Dataset content:
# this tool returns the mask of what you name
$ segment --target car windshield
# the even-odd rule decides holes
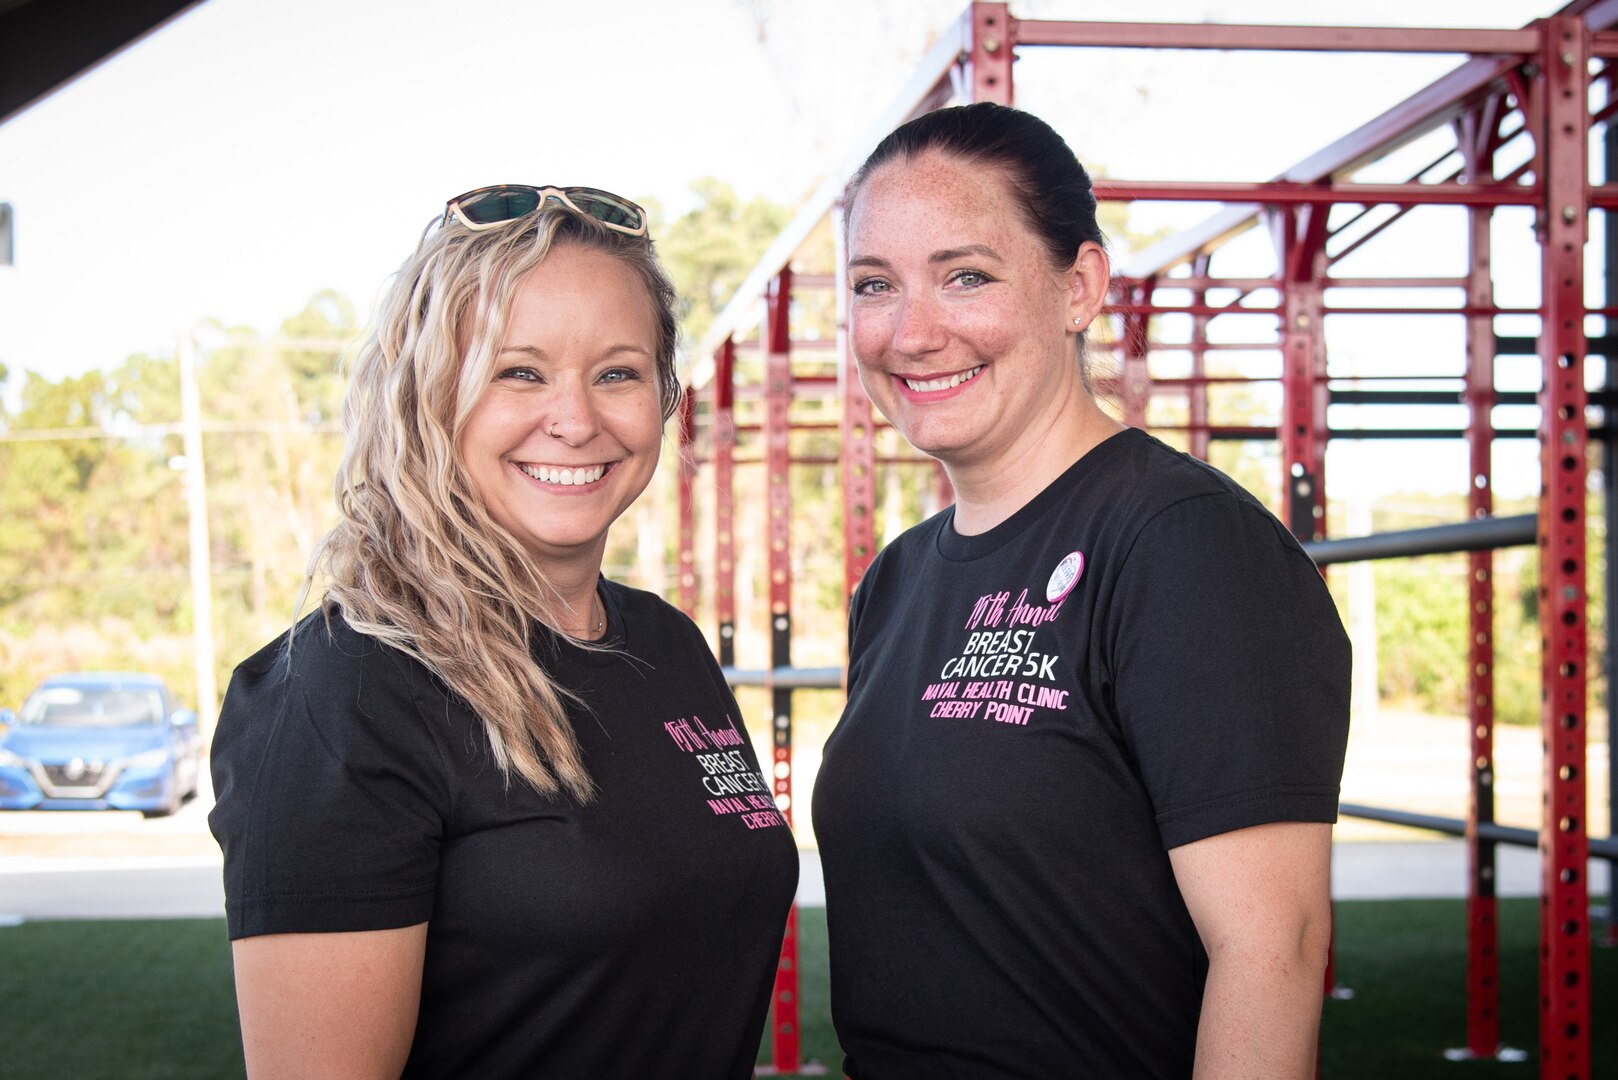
---
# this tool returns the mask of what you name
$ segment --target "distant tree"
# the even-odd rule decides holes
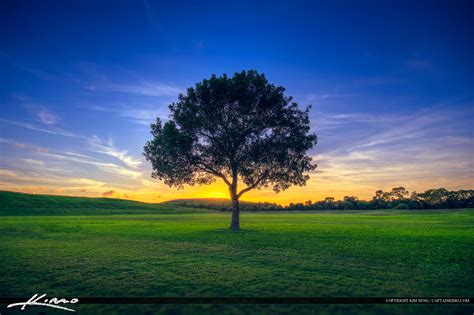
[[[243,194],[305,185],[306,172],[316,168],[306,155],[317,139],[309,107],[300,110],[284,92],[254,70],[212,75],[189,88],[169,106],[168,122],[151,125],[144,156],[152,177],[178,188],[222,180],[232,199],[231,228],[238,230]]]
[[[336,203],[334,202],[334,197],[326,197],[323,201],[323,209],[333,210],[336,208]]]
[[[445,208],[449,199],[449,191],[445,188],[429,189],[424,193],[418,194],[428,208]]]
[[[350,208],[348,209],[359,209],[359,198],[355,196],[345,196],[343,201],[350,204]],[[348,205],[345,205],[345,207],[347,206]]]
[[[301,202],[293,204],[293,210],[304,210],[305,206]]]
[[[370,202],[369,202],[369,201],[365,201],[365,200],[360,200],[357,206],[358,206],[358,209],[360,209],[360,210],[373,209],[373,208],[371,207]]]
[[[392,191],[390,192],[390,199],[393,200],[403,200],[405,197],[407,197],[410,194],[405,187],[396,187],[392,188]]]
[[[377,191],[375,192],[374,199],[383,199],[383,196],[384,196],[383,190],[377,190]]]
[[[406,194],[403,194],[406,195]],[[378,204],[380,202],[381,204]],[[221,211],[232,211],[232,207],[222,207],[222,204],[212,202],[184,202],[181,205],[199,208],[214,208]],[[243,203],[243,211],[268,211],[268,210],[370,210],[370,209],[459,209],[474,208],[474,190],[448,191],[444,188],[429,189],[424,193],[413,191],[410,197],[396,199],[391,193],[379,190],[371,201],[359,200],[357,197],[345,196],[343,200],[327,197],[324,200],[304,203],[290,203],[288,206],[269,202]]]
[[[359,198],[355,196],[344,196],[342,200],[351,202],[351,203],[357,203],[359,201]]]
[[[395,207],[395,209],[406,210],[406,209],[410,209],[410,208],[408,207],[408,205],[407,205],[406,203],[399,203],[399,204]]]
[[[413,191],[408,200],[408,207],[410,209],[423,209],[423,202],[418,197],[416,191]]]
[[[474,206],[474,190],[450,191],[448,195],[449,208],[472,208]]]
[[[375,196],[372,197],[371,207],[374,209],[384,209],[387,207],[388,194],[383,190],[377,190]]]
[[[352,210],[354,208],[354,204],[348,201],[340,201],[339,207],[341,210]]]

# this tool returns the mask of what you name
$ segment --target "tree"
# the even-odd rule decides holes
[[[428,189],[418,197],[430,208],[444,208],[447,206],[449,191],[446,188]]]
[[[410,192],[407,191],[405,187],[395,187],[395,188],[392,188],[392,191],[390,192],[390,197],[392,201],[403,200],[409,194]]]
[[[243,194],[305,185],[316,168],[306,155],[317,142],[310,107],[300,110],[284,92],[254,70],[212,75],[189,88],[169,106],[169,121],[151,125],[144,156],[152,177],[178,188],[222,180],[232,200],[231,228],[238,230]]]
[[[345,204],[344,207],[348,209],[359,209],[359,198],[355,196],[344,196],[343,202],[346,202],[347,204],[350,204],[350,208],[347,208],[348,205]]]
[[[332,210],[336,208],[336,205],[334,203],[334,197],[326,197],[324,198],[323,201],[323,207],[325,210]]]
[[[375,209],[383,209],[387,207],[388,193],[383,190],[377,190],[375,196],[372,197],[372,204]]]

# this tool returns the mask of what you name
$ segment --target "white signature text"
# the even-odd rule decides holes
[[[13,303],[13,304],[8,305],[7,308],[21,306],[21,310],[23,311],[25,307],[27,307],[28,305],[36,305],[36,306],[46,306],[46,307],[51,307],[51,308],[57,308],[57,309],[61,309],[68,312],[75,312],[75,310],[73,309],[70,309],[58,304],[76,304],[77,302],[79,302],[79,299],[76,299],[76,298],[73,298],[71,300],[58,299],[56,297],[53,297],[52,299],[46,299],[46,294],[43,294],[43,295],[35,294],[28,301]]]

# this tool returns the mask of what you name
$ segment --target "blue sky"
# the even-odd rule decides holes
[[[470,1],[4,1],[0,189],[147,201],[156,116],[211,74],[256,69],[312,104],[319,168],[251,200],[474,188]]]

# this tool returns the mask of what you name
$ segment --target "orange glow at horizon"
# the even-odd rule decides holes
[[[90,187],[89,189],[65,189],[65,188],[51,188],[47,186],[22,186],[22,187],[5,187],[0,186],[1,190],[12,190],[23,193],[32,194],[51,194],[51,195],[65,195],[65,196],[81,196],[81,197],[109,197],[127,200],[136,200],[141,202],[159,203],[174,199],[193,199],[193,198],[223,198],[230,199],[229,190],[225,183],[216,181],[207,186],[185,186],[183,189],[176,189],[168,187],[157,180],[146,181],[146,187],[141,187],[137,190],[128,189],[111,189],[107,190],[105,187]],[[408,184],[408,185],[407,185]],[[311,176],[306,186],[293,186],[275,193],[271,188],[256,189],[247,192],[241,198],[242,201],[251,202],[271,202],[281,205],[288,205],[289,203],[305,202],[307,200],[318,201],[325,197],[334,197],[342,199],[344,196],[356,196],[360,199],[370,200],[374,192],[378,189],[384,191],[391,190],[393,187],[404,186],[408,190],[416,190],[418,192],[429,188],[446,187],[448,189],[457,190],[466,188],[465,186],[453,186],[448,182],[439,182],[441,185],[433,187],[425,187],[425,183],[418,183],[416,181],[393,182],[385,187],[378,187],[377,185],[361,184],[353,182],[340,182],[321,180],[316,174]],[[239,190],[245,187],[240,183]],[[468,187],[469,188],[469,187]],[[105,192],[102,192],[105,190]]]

Required action: All lines with the word "tree" must be located in the data and copied.

Written answer:
$ segment --target "distant tree"
$ segment --target "tree"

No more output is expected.